▸ Work to complete
Every line in the data below from the one containing "Where can the person" down to the one containing "Target: overcast sky", both included, must be retyped exactly; no other line is to appear.

[Collected data entries]
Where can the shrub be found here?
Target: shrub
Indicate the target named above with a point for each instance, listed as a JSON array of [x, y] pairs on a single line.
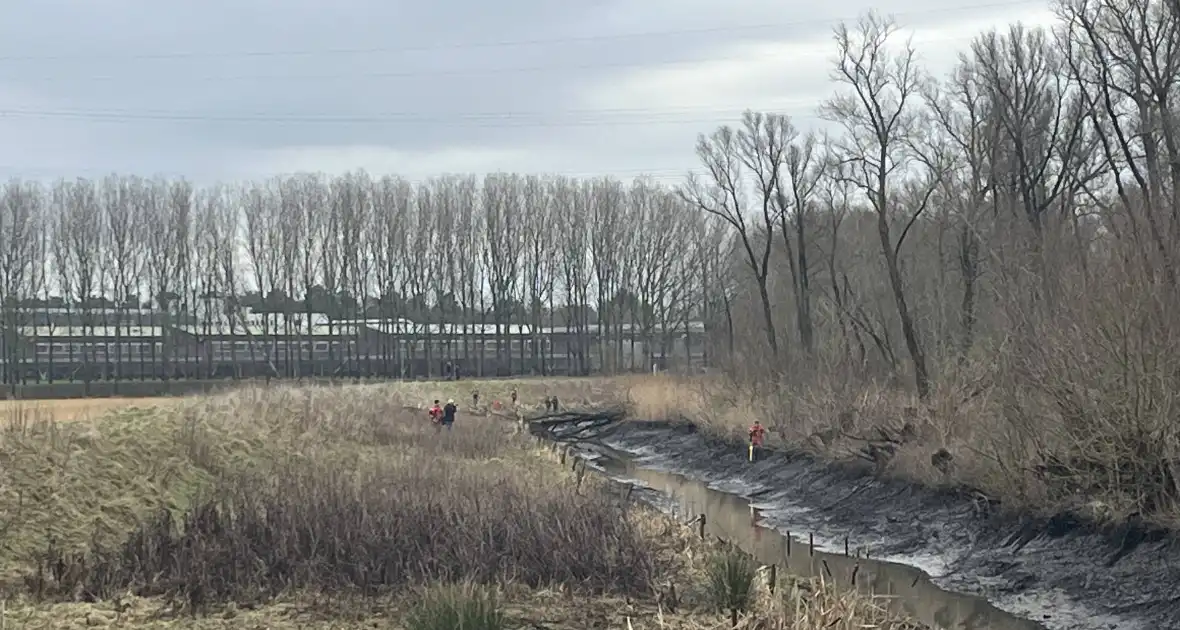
[[457, 606], [731, 582]]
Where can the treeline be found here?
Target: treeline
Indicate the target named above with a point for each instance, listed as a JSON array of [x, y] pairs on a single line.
[[633, 260], [984, 261]]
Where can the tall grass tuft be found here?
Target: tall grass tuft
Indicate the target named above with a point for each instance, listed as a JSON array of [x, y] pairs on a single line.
[[731, 582], [457, 606]]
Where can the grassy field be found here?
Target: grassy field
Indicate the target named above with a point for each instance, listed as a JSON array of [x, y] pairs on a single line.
[[342, 507], [1093, 465]]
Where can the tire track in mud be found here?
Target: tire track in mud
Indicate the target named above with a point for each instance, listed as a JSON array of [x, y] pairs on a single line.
[[1057, 572]]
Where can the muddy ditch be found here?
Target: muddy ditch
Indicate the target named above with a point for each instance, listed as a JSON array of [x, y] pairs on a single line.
[[1054, 573]]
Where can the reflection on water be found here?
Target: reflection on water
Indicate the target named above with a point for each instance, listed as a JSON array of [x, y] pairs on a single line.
[[732, 518]]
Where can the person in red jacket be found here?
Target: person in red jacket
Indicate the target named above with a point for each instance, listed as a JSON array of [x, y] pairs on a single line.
[[756, 434]]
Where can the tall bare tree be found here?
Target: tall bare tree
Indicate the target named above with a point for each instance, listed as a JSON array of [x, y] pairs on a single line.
[[23, 240], [878, 110], [726, 153]]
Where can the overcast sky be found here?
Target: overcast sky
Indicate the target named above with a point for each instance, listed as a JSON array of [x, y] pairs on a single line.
[[230, 90]]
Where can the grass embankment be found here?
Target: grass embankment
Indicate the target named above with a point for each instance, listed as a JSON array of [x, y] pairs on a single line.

▸ Answer section
Where can the person in red jacket be found here?
Target: person in red jacket
Indicate the target named above with a point for each instance, listed as a JSON array of [x, y] pairs on a single line.
[[756, 434]]
Where can the tall bare tree be found here?
Target: tall bare tree
Indicate the target named above with a point for each instance, listed as a JSON array of [x, y] pairs on a single line.
[[23, 240], [878, 110], [726, 153]]
Where can the overcast sky be found here?
Target: overcast sky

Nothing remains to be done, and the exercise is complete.